» Tasks for this exercise:
a. For each statement, say whether it agrees with the section on computational efficiency in Stan. Answer yes or no, and quote the words of the section that decide it.
(i) By default, Stan runs 4 parallel chains of 1000 draws each.
(ii) An R-hat far from 1 shows that the chains have fully mixed.
(iii) The Monte Carlo standard error is large in the book's examples.
b. According to the section on computational efficiency in Stan, what value of n_eff is usually sufficient?
c. Proceed with the section on computational efficiency in Stan, starting after its last sentence.
Text section below:
22.8 Computational efficency in Stan

Stan uses “Hamiltonian Monte Carlo” by default, which produces a random walk in parameter space.
- This is an iterative and stochastic process.
- By default produces 4 parallel chains of 1000 draws each = 4000 total draws
- Diagnostics can help evaluate the simulation:
  - R-hat - compares different chains. If not near 1 then the chains have not fully mixed.
  - N_eff - the effective number of samples (samples are correlated due to iterative nature of the simulations.). ‘Usually’ n_eff > 400 is sufficient.
  - mcse - “Monte carlo standard error” - additional uncertainty due to the stochastic algorithm, negligable in all examples in this book.
End of Text section.
Given entries below:
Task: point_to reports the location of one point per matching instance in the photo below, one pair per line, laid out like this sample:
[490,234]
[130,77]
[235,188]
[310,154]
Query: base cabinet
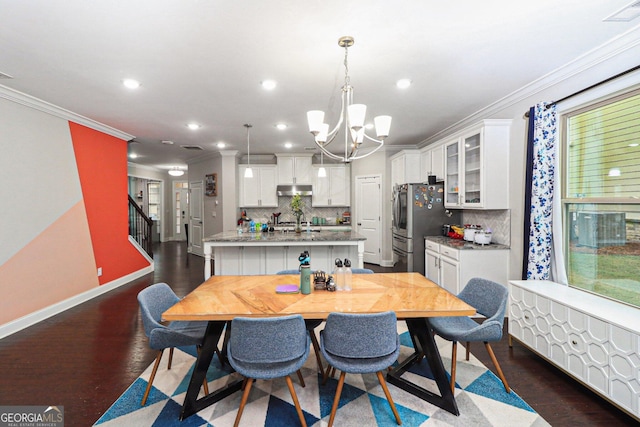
[594,340]
[453,268]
End of Given entries.
» Results for each task:
a.
(i) Yes: "By default produces 4 parallel chains of 1000 draws each = 4000 total draws"
(ii) No: "If not near 1 then the chains have not fully mixed."
(iii) No: "negligable in all examples in this book."

b. An n_eff greater than 400.

c.
With larger and more complex data sets and / or predictors, computation speed can be a limiting factor. Some options:
- Parallel processing - rstan can take advantage of multiple processors if they are available. options(mc.cores = parallel::detectCores())
- Mode-based approximations - stan_glm can be made as fast as glm while retaining the advantages of Bayesian inference by approximating the full Bayesian calculation. One method (“optimizing”) uses a normal approximation centered at the posterior mode.
- See demo ‘Scalability’ tidy-ros
Other (‘Variational inference’) algorithms are available but beyond the scope of this book.